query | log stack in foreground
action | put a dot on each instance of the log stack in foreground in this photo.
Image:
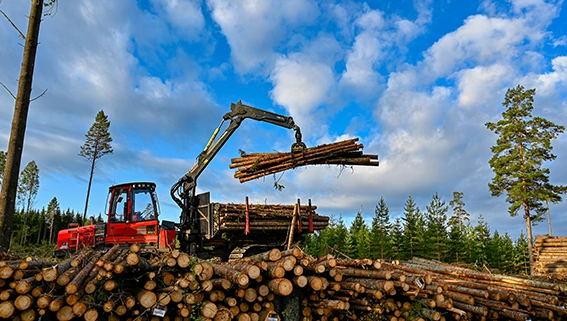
(138, 284)
(550, 255)
(271, 223)
(256, 165)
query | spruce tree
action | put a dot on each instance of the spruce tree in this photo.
(2, 165)
(52, 210)
(8, 192)
(413, 227)
(522, 147)
(436, 234)
(28, 188)
(507, 257)
(97, 145)
(456, 227)
(482, 231)
(380, 233)
(397, 239)
(494, 255)
(360, 236)
(521, 256)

····················

CHALLENGE: Format every line of the material above as a JSON list of strings, one string per line, with blank lines dropped and the picture left out.

REPLY TO THE TASK:
[
  "query | log stack in foreground",
  "action | put a dot on each instance of the log stack in foreground in this photo.",
  "Image:",
  "(138, 284)",
  "(550, 255)",
  "(271, 223)",
  "(256, 165)",
  "query | spruce tree",
  "action | put a dot on each instance of the spruce tree in this photo.",
  "(2, 165)",
  "(52, 210)",
  "(8, 192)",
  "(413, 227)",
  "(522, 147)",
  "(436, 234)",
  "(28, 188)",
  "(507, 257)",
  "(97, 145)",
  "(456, 227)",
  "(482, 231)",
  "(380, 233)",
  "(397, 239)",
  "(494, 255)",
  "(360, 236)",
  "(521, 256)"
]